Source text:
>>>>

= Jessica Dromgoole =

British director (active 1988– )

Jessica Dromgoole is a British director of contemporary theatre and radio-plays, as well as a former Artistic Director of the Finborough Theatre from 1988 to 1991. In 1991 she became New Writing Co-ordinator for BBC Drama, Entertainment and Children's programmes.

==Early life==
Dromgoole is the daughter of schoolteacher Jenny Davis and Patrick Dromgoole, a former managing director of Harlech Television. Dromgoole is the older sister of Dominic Dromgoole and Sean Dromgoole.

<<<<

Material shown:
>>>>

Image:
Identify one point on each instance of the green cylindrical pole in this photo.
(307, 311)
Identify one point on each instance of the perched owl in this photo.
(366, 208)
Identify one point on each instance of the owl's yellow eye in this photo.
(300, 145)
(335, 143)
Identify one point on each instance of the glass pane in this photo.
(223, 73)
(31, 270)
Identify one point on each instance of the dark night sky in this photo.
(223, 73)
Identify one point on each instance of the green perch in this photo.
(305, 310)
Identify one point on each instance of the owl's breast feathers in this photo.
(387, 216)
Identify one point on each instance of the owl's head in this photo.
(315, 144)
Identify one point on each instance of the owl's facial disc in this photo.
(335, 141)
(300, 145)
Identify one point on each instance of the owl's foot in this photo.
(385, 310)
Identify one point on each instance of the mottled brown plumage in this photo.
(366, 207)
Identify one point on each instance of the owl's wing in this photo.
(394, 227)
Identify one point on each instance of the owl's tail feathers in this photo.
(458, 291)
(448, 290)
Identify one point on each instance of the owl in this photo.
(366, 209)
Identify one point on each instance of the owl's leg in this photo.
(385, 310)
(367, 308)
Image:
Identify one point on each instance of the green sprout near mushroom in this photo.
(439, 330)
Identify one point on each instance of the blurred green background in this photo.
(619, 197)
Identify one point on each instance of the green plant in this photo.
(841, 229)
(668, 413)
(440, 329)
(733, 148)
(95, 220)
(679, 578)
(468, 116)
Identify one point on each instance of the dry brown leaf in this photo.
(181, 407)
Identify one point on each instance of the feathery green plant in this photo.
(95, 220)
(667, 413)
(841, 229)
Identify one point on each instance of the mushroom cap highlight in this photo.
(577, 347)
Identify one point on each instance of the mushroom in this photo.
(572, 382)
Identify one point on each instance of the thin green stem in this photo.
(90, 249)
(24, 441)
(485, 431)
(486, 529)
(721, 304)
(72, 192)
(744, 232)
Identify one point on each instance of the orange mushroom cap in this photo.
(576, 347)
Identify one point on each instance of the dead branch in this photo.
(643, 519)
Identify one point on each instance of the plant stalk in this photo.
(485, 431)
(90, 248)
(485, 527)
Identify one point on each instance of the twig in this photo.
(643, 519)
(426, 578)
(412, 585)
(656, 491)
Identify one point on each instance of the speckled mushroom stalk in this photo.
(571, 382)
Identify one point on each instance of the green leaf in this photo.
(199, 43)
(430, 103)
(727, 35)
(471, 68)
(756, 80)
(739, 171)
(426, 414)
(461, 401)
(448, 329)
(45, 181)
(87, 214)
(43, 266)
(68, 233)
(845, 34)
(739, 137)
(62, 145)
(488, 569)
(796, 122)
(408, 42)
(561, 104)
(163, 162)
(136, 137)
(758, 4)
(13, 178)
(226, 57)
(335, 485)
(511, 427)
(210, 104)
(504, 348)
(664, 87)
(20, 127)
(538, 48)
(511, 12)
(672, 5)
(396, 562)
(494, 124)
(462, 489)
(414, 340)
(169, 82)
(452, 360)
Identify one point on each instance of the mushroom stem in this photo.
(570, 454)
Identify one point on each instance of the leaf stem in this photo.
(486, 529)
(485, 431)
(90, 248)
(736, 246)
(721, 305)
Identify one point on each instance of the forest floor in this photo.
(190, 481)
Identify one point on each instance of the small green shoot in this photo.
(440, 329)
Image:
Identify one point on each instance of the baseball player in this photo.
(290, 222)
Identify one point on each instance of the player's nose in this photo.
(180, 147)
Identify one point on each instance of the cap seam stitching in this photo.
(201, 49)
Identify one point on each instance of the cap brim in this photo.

<<<<

Exercise instructions: Translate this sentence from the text about Jessica Dromgoole into Spanish: "Dromgoole is the older sister of Dominic Dromgoole and Sean Dromgoole."

Exercise response: Dromgoole es la hermana mayor de Dominic Dromgoole y Sean Dromgoole.